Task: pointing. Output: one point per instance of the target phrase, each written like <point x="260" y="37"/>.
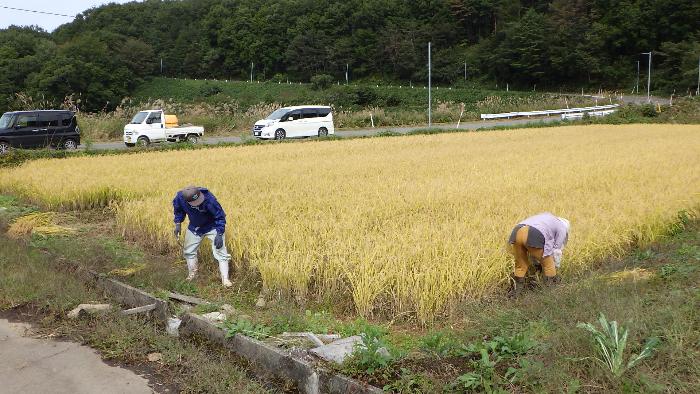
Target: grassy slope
<point x="247" y="94"/>
<point x="653" y="291"/>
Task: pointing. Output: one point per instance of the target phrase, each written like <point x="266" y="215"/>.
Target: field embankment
<point x="396" y="225"/>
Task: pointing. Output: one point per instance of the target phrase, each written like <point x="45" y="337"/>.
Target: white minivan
<point x="291" y="122"/>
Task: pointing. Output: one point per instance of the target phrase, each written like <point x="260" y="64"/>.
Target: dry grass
<point x="398" y="224"/>
<point x="43" y="223"/>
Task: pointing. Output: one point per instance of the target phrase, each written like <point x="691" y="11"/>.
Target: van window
<point x="154" y="117"/>
<point x="6" y="120"/>
<point x="310" y="113"/>
<point x="27" y="120"/>
<point x="294" y="115"/>
<point x="66" y="119"/>
<point x="48" y="119"/>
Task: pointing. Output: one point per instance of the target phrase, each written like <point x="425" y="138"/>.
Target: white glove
<point x="556" y="254"/>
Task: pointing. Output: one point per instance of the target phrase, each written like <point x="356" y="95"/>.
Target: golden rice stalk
<point x="127" y="271"/>
<point x="25" y="225"/>
<point x="399" y="225"/>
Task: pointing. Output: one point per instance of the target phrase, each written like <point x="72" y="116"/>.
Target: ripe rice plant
<point x="392" y="225"/>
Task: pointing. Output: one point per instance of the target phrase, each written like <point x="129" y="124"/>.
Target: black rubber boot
<point x="517" y="286"/>
<point x="551" y="280"/>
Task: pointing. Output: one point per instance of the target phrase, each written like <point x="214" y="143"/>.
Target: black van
<point x="39" y="129"/>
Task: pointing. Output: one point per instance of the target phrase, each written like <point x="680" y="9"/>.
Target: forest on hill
<point x="106" y="52"/>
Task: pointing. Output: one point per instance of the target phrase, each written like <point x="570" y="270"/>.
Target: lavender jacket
<point x="554" y="230"/>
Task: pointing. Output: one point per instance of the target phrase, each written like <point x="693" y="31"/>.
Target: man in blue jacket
<point x="207" y="220"/>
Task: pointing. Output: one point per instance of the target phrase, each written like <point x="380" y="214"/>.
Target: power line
<point x="37" y="12"/>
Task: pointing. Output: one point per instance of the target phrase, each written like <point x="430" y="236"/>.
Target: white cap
<point x="566" y="223"/>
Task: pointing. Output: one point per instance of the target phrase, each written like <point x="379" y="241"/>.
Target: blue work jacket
<point x="204" y="218"/>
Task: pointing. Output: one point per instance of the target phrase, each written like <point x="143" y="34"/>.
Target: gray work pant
<point x="192" y="242"/>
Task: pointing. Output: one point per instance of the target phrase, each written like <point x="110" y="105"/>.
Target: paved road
<point x="29" y="365"/>
<point x="369" y="132"/>
<point x="629" y="99"/>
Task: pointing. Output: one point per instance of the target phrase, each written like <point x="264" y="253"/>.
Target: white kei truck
<point x="155" y="126"/>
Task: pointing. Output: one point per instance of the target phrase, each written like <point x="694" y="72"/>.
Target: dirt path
<point x="29" y="365"/>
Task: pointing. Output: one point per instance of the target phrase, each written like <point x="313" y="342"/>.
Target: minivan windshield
<point x="139" y="118"/>
<point x="6" y="121"/>
<point x="277" y="114"/>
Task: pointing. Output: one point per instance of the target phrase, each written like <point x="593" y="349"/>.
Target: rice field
<point x="397" y="225"/>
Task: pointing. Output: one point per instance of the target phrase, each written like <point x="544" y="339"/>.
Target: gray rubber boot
<point x="517" y="286"/>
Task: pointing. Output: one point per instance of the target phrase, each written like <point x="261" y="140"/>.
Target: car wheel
<point x="143" y="141"/>
<point x="69" y="145"/>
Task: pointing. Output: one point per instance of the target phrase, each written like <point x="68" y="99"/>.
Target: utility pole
<point x="430" y="101"/>
<point x="637" y="84"/>
<point x="648" y="77"/>
<point x="697" y="92"/>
════
-- Your goal --
Strip the images and reproduce the remaining records precisely.

-- Complete response --
Task: pointing. Output: one point per instance of the target phrase, each written like <point x="260" y="37"/>.
Target: grassy slope
<point x="247" y="94"/>
<point x="653" y="291"/>
Task: pointing. Output: one point per instance of the target phrase, each written like <point x="266" y="215"/>.
Target: field embankment
<point x="396" y="225"/>
Task: pointing. Output: one point per instance of the target phrase, each written like <point x="45" y="337"/>.
Target: white minivan
<point x="291" y="122"/>
Task: pointing. Output: one point per instance of the target phrase, each written like <point x="260" y="64"/>.
Target: dry grass
<point x="398" y="224"/>
<point x="43" y="223"/>
Task: pointing. Output: one point per instance of the target phrase, each written like <point x="691" y="11"/>.
Target: van window
<point x="154" y="117"/>
<point x="6" y="120"/>
<point x="310" y="113"/>
<point x="27" y="120"/>
<point x="294" y="115"/>
<point x="66" y="119"/>
<point x="48" y="119"/>
Task: pointing. Output: one point per instance of the target phrase, each written like <point x="425" y="138"/>.
Target: white glove
<point x="556" y="254"/>
Task: pointing. Output: one point per instance of the target phrase, each written like <point x="356" y="95"/>.
Target: golden rice stalk
<point x="127" y="271"/>
<point x="25" y="225"/>
<point x="399" y="225"/>
Task: pointing. Output: one point per instance of the target phrase, each written like <point x="72" y="116"/>.
Target: ripe rice plant
<point x="392" y="225"/>
Task: pointing. Output: one point per instance of the target phrase, each written like <point x="129" y="124"/>.
Target: black rubber boot
<point x="517" y="286"/>
<point x="551" y="280"/>
Task: pointing. Output: one point per instance of the target phrase, each written like <point x="214" y="143"/>.
Target: black van
<point x="39" y="129"/>
Task: pointing. Output: one point per instance of the target phrase, each written like <point x="680" y="9"/>.
Target: forest on hill
<point x="106" y="52"/>
Task: pointing. Output: one point per instance of the target phrase, each written like <point x="570" y="270"/>.
Target: lavender jacket
<point x="554" y="230"/>
Task: pointing. Output: one point per instance of the target phrase, each written like <point x="693" y="31"/>.
Target: man in blue jacket
<point x="207" y="220"/>
Task: pointing. Output: one point per instance of the target phrase, each written like <point x="380" y="214"/>.
Target: power line
<point x="37" y="12"/>
Task: pointing. Output: one point per instance of the target phrase, each written like <point x="430" y="236"/>.
Target: white cap
<point x="566" y="223"/>
Task: pointing. Output: one point per instance of the target phrase, each written like <point x="379" y="241"/>.
Target: blue work jacket
<point x="204" y="218"/>
Task: pointing. Output: one point per instance of the target phrase, each written like <point x="143" y="34"/>.
Target: gray work pant
<point x="192" y="242"/>
Task: pointing. Output: one point per instance of the target phrase, each written like <point x="110" y="105"/>.
Target: paved road
<point x="29" y="365"/>
<point x="369" y="132"/>
<point x="629" y="99"/>
Task: pointing. Output: one point per instance of the target phrase, each written like <point x="264" y="253"/>.
Target: white kei truck
<point x="155" y="126"/>
Task: pointing. Output: one point per instance of the target phrase, each written like <point x="694" y="72"/>.
Target: dirt path
<point x="29" y="365"/>
Task: pointing. Output: one point per instance of the target phrase, each written like <point x="313" y="342"/>.
Target: minivan windshield
<point x="139" y="118"/>
<point x="6" y="121"/>
<point x="277" y="114"/>
Task: pointing. Output: one point per instance of the target phrase, each written like <point x="593" y="349"/>.
Target: rice field
<point x="397" y="225"/>
Task: pointing. Output: one point per instance of the target phrase, each written like <point x="544" y="339"/>.
Target: gray rubber boot
<point x="517" y="286"/>
Task: pointing. Output: one point per instance of the target phrase, each written like <point x="261" y="140"/>.
Target: car wheel
<point x="143" y="141"/>
<point x="69" y="145"/>
Task: pointing. Output: one point per instance of the target phrase, each written like <point x="68" y="99"/>.
Target: utility pole
<point x="430" y="101"/>
<point x="637" y="84"/>
<point x="648" y="77"/>
<point x="697" y="92"/>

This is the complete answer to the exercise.